DATA IN THIS EXERCISE:

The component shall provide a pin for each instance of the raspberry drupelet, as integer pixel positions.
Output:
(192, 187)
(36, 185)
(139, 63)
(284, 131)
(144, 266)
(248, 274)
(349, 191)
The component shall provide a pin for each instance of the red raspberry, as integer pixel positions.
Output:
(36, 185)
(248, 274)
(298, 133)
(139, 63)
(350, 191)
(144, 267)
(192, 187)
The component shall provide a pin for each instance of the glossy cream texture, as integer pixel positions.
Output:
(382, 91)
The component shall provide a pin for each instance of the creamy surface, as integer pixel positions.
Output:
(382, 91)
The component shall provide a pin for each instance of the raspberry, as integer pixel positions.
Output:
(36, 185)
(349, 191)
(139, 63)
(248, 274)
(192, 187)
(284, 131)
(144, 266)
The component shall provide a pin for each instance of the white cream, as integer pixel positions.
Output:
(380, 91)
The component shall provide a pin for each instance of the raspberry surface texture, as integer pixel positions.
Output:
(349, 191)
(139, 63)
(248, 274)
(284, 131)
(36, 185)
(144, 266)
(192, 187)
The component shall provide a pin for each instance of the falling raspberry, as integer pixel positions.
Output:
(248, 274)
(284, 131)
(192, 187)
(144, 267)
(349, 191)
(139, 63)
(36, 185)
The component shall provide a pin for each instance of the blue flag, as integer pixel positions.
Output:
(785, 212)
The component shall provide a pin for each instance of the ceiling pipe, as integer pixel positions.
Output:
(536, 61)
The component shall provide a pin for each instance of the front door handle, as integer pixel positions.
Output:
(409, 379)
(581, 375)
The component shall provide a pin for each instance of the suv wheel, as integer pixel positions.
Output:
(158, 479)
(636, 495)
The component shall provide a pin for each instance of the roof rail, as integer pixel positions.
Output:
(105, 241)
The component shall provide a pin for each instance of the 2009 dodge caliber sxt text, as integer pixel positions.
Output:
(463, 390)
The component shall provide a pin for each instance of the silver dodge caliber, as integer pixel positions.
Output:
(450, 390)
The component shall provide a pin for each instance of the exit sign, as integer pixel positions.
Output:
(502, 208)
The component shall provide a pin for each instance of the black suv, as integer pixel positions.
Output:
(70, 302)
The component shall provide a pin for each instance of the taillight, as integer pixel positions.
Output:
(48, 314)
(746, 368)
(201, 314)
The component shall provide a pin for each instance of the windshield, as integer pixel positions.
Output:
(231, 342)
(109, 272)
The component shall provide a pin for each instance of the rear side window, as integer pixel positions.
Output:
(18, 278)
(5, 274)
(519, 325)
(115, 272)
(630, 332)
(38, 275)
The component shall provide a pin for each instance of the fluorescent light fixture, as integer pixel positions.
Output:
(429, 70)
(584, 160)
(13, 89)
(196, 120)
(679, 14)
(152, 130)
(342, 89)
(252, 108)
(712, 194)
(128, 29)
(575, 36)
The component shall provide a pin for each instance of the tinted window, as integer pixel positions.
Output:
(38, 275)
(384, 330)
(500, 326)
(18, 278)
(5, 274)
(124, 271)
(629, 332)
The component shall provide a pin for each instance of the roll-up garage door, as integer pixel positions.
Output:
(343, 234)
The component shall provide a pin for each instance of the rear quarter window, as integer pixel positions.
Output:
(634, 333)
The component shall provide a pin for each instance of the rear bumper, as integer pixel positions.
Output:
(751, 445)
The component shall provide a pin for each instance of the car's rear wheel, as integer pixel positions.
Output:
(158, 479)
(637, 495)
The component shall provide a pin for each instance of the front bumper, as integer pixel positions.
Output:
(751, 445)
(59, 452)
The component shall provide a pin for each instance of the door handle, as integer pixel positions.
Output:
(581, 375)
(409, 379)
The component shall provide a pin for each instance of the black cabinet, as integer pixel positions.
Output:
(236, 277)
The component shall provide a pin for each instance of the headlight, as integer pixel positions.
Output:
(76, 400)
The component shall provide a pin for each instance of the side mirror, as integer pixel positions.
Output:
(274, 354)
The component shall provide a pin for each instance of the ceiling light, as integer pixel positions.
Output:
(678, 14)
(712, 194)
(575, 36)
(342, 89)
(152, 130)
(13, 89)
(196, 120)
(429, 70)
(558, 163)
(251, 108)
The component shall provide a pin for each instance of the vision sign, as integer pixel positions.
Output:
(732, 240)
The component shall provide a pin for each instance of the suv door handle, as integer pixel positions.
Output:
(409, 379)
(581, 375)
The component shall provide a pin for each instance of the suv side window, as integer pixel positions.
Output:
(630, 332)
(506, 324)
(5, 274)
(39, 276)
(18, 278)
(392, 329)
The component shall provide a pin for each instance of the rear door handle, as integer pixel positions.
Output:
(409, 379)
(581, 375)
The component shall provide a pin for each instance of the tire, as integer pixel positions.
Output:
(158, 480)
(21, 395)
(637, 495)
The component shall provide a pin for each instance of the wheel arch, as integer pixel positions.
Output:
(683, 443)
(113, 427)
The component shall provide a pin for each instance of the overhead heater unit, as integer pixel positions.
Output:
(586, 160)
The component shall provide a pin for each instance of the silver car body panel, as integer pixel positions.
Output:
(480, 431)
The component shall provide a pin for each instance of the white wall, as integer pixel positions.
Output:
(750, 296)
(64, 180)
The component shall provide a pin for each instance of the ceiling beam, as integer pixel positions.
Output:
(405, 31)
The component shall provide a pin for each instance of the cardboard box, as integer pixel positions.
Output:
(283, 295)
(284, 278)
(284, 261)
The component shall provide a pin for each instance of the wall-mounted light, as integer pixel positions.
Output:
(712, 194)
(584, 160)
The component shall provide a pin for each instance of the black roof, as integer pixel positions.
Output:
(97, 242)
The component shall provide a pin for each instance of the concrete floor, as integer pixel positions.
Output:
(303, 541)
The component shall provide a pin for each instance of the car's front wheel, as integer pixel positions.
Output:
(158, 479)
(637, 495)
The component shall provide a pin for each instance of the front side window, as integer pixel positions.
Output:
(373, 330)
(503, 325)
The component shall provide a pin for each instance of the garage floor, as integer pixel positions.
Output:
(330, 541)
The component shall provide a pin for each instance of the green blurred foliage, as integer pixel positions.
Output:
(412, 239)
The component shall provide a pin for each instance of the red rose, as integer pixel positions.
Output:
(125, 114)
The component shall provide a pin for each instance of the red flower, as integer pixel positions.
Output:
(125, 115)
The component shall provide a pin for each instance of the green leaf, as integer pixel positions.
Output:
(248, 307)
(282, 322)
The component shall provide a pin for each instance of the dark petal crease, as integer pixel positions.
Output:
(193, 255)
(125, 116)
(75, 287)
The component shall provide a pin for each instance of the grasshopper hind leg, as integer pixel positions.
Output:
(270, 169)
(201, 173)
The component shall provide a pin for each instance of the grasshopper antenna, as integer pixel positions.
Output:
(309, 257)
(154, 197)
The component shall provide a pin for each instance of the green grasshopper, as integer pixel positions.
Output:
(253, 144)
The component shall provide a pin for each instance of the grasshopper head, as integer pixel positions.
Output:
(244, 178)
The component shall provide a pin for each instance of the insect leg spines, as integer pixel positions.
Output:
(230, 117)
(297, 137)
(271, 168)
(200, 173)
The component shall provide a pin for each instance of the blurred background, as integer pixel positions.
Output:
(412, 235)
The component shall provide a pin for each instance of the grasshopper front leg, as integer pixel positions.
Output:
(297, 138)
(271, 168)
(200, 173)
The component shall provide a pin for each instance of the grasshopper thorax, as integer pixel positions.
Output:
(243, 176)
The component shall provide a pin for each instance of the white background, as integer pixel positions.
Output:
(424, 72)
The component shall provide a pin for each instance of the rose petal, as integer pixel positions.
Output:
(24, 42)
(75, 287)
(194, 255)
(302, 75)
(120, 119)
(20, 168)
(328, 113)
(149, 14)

GOAL: Please rescale the material, starting at the line that has "petal, as integer pixel positions." and stopping after its final line. Repeat every line in that stretch, including the requests, but multiply each pixel coordinate in the answers by 2.55 and round it to the nearest whole number, with halves rounded up.

THE ANSWER:
The component shall provide a pin for each instance of the rose petal, as integer pixel positions.
Output:
(61, 107)
(191, 732)
(495, 650)
(770, 191)
(306, 303)
(51, 428)
(836, 288)
(380, 36)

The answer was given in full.